Aim of the task
Find each line in the data below that contains the string "gray", and copy those lines. Case counts.

Spatial annotation records
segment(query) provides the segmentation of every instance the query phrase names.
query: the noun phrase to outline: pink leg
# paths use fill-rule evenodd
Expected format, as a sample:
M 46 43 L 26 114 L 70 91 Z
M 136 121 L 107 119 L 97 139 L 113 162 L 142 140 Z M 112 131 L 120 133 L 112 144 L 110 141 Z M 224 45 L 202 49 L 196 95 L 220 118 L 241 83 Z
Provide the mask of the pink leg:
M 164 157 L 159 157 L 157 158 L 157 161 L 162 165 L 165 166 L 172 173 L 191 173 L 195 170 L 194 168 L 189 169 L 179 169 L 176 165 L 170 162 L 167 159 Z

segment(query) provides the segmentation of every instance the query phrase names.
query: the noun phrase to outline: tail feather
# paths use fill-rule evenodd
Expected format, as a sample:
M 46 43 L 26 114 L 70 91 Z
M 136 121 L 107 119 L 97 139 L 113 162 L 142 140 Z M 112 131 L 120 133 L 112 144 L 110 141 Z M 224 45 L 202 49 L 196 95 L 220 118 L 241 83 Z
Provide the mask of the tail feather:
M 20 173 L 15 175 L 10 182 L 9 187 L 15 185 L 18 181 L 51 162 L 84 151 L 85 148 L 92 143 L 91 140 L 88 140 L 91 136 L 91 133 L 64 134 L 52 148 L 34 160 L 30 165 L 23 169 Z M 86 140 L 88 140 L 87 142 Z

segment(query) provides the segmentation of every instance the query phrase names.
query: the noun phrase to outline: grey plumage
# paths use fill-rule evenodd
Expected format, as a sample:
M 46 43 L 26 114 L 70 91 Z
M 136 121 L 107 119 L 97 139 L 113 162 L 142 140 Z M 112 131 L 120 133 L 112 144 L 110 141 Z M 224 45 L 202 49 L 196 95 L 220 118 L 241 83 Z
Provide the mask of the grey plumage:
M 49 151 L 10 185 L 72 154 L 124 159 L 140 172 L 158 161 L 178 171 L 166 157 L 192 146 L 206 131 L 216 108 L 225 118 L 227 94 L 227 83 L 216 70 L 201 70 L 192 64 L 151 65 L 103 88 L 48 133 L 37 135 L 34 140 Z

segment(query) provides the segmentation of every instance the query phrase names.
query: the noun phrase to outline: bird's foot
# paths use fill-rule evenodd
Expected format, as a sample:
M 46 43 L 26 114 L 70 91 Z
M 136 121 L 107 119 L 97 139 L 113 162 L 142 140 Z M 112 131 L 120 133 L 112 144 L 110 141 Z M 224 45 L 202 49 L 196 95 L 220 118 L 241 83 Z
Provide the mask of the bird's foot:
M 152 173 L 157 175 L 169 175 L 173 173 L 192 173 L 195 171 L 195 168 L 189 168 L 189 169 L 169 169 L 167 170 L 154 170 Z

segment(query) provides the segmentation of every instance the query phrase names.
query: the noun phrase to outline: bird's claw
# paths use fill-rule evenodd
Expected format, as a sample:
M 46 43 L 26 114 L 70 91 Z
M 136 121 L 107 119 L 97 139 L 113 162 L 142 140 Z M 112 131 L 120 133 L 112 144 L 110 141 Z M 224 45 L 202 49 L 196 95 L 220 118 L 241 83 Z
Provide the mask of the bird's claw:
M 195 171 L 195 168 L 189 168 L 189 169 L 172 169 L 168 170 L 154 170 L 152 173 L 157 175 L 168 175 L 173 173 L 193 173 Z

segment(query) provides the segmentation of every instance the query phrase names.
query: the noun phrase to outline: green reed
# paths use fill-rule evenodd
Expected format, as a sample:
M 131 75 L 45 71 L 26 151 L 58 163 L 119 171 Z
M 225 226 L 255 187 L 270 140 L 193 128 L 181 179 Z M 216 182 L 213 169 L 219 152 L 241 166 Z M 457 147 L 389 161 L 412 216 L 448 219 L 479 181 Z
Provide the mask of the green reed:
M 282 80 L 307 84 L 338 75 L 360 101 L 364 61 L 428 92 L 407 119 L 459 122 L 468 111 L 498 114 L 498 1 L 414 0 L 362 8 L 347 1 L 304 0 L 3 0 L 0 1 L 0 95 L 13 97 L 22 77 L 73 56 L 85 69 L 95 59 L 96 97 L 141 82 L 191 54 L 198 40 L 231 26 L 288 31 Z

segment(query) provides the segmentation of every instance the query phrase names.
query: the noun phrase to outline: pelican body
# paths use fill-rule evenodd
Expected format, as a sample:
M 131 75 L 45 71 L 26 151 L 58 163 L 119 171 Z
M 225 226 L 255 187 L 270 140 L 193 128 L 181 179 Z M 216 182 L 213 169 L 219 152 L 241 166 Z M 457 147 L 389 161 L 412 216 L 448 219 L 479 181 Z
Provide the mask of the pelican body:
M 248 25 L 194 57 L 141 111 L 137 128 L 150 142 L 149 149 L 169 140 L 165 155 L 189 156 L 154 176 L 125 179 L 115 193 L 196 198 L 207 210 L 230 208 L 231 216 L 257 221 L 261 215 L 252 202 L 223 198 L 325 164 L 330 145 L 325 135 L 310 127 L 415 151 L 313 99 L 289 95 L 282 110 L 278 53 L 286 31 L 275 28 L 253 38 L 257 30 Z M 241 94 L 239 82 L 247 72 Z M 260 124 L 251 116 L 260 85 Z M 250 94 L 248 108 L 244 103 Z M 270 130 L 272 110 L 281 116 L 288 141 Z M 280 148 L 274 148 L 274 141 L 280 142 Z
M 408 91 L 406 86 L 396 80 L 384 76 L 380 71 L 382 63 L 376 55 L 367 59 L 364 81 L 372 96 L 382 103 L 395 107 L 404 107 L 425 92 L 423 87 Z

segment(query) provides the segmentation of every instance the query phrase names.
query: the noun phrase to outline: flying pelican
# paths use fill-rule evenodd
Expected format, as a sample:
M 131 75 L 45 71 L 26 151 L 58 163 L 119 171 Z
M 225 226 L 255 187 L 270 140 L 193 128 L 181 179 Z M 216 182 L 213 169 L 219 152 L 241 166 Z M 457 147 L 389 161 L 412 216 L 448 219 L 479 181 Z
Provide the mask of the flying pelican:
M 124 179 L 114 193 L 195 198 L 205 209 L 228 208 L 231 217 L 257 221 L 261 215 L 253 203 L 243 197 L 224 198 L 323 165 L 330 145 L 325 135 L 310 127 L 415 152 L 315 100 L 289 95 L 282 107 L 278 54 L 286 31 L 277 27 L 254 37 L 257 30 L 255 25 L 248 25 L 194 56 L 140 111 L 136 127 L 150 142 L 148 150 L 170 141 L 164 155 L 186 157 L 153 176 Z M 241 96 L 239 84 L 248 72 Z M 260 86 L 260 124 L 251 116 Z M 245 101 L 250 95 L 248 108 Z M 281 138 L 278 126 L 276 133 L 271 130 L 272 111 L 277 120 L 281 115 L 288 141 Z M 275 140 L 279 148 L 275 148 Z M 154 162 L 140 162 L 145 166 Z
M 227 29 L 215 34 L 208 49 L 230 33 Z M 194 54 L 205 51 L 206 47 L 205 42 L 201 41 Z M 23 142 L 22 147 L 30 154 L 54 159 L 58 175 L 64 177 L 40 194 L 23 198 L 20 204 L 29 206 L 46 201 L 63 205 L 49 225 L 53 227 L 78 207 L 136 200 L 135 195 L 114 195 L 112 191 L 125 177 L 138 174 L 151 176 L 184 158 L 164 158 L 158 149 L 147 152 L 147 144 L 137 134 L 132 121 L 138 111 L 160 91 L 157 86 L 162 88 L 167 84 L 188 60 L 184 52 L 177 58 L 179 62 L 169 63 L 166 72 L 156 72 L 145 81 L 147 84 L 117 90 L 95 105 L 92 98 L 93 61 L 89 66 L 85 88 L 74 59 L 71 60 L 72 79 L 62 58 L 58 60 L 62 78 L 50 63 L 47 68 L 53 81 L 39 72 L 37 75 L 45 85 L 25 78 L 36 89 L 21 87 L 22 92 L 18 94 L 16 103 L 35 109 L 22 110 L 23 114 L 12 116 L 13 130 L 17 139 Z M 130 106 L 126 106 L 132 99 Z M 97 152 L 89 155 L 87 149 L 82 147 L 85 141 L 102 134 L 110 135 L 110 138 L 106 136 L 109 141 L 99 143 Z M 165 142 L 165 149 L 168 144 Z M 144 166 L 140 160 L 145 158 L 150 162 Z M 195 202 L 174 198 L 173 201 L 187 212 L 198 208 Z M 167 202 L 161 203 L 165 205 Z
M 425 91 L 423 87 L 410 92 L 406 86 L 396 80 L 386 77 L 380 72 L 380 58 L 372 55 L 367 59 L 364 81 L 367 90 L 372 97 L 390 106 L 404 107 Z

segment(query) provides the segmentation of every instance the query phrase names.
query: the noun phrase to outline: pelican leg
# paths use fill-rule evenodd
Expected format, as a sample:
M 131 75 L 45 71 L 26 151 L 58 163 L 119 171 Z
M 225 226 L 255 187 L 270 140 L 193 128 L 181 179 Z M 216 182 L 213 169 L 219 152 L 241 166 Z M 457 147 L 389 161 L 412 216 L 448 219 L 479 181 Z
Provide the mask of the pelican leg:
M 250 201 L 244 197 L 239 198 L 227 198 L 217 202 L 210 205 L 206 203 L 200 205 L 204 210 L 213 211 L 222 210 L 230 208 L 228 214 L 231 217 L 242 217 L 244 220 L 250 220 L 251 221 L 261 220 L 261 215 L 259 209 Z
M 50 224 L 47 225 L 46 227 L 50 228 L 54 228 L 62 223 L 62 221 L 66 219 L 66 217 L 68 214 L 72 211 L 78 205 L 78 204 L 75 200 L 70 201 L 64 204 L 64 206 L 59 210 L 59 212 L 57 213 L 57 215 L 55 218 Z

---

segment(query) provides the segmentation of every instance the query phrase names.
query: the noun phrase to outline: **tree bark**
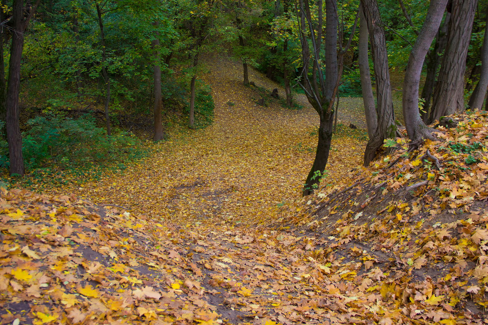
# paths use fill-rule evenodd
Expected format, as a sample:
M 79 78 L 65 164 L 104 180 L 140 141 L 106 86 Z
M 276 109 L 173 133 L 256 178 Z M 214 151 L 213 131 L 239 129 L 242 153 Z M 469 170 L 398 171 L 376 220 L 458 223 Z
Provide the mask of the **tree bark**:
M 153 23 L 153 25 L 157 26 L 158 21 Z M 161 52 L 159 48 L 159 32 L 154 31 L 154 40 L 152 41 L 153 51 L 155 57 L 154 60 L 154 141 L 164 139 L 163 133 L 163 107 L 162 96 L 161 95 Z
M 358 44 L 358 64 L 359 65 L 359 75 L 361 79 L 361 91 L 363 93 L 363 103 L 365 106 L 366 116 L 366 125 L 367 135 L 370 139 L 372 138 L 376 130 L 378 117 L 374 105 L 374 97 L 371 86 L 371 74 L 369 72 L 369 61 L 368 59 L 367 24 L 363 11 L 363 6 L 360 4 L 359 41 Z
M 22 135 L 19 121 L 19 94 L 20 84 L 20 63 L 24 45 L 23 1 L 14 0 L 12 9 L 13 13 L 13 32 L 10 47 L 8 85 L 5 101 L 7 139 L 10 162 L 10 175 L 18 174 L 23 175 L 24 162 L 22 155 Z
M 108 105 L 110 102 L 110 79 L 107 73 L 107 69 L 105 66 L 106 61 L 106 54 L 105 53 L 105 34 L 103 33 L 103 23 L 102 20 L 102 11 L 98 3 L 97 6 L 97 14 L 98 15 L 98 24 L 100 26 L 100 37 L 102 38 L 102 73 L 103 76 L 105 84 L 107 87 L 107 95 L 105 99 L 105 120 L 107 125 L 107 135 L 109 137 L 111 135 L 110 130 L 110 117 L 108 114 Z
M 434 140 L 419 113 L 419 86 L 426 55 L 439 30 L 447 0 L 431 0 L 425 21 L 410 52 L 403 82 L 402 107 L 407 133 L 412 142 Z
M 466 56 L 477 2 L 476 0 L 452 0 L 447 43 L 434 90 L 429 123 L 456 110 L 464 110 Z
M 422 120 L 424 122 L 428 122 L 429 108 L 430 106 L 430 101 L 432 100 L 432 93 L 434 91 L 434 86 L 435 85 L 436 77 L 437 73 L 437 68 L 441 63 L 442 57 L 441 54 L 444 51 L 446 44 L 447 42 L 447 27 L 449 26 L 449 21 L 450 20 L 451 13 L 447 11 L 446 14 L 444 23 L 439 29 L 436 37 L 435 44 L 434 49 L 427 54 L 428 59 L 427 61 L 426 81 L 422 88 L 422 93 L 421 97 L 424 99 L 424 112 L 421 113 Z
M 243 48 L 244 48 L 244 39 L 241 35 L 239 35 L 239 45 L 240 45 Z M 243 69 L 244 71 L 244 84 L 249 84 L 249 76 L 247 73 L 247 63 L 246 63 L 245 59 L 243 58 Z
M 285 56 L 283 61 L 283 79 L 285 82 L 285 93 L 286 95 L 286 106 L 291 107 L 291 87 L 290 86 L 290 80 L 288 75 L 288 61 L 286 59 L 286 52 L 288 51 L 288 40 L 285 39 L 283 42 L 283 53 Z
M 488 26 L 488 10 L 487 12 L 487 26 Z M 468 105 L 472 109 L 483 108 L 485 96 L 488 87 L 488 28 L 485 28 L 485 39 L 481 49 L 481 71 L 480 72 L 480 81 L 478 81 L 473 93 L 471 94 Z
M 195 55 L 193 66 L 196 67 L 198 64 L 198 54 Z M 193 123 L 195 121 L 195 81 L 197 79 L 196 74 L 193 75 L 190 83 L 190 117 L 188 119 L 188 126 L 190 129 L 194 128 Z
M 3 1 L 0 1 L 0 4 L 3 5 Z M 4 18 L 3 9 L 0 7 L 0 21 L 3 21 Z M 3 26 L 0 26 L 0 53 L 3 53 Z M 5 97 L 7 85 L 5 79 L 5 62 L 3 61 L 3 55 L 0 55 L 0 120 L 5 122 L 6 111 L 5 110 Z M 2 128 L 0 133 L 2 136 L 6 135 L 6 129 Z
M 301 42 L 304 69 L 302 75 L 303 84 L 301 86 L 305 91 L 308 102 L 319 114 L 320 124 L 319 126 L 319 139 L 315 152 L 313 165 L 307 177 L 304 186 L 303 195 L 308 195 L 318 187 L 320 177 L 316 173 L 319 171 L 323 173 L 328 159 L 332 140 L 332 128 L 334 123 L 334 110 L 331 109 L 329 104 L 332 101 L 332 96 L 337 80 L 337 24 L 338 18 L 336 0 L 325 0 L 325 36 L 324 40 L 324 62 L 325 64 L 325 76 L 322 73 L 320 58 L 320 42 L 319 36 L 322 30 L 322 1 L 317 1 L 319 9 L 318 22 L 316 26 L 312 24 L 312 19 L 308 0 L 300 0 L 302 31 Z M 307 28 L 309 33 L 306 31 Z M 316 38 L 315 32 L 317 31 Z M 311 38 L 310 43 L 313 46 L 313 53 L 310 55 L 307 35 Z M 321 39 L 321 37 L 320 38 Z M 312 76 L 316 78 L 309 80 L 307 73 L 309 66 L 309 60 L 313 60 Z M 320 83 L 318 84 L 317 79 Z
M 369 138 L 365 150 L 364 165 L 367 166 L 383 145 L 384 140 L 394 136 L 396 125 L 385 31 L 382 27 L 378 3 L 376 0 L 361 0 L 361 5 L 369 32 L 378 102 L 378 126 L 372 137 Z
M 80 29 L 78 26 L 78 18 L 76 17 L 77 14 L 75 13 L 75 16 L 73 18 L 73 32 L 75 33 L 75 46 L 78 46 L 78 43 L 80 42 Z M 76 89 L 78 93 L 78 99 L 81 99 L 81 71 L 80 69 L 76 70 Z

--

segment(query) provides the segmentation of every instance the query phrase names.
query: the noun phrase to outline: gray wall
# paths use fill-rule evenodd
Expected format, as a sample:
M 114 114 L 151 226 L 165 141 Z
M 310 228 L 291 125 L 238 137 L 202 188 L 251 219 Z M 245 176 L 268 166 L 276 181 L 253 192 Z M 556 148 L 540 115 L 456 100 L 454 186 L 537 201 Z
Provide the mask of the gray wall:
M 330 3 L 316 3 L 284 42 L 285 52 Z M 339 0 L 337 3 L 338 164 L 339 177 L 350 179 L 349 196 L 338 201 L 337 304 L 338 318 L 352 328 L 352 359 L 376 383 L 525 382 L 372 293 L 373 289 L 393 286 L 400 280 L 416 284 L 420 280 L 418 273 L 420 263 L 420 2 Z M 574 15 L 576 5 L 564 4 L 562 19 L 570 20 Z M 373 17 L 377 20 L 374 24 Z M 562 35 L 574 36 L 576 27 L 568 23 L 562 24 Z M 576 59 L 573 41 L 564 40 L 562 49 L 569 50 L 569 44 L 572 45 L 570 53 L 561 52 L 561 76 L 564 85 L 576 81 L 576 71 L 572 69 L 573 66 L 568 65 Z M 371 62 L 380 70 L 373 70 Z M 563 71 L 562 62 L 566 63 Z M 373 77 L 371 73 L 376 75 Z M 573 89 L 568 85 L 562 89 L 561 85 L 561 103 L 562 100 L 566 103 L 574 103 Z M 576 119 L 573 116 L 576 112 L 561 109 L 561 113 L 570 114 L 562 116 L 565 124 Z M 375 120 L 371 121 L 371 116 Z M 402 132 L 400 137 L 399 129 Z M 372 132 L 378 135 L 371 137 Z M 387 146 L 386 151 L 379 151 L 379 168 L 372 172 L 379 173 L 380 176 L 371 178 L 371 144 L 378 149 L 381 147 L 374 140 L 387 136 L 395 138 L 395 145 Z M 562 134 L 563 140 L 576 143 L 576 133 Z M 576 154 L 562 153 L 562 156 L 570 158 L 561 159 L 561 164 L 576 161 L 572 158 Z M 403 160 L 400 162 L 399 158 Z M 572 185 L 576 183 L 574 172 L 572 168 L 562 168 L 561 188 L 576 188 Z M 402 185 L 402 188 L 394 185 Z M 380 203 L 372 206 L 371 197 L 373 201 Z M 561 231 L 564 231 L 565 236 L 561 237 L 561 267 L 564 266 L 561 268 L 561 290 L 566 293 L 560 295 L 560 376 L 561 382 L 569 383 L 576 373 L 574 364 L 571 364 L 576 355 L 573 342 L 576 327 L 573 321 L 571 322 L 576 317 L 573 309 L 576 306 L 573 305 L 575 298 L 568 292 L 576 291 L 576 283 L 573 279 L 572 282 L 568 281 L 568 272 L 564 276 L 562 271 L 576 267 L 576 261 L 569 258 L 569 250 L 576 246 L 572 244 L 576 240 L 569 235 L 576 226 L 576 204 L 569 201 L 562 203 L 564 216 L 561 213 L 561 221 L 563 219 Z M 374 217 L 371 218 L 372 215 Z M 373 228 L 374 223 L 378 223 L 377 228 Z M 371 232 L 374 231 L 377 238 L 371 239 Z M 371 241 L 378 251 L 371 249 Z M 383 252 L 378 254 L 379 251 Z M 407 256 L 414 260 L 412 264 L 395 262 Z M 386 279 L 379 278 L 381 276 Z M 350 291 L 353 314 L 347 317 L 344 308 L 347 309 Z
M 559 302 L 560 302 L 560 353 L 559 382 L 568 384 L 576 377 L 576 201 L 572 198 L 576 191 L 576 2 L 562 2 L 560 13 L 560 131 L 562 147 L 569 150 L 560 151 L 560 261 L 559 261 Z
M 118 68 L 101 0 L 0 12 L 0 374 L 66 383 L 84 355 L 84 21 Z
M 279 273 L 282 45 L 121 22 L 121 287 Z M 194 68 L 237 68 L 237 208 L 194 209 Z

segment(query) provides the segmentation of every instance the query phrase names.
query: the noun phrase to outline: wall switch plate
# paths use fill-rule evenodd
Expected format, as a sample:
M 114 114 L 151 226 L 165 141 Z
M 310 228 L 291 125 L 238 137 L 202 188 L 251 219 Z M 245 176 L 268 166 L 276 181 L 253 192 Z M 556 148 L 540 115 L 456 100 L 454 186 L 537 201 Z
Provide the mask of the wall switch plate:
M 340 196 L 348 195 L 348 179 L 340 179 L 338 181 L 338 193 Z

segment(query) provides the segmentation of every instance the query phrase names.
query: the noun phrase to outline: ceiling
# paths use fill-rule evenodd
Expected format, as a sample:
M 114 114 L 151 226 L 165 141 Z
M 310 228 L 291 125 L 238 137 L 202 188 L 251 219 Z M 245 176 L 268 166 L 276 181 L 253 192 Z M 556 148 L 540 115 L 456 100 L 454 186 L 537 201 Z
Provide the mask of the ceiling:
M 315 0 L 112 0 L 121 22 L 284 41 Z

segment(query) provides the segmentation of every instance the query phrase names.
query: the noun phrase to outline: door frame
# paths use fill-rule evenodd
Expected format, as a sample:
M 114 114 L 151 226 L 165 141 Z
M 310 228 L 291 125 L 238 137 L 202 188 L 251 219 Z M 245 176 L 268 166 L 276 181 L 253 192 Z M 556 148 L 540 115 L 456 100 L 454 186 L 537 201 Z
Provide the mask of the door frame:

Solution for this task
query: the noun phrase to outline: gray wall
Provide the mask of the gray wall:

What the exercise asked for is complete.